- **Exercise**
Return, unchanged, each line of the data below that contains the string "Query".
-- start of Record extracts --
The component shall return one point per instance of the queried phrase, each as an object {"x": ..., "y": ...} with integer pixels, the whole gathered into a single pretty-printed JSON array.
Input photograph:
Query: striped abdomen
-- end of Record extracts --
-- start of Record extracts --
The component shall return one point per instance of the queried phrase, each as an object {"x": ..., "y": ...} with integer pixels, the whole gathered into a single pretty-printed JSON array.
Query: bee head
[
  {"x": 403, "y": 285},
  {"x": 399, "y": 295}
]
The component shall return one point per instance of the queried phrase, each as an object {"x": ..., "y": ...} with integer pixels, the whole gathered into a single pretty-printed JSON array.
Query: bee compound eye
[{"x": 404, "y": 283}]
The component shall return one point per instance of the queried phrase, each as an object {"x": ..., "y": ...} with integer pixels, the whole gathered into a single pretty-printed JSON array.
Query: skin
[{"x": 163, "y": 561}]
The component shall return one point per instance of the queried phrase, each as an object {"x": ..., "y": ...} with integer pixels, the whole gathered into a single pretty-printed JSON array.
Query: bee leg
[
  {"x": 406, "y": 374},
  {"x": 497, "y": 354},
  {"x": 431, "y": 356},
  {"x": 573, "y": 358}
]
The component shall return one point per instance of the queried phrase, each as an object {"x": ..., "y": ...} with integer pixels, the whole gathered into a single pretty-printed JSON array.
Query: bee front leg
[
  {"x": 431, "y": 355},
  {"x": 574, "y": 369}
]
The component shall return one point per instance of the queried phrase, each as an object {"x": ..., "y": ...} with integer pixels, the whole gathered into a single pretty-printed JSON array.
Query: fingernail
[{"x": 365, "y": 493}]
-- end of Record extracts --
- **Task output**
Query: striped abdomen
Query: bee head
Query: bee compound eye
Query: skin
Query: bee leg
Query: bee front leg
Query: fingernail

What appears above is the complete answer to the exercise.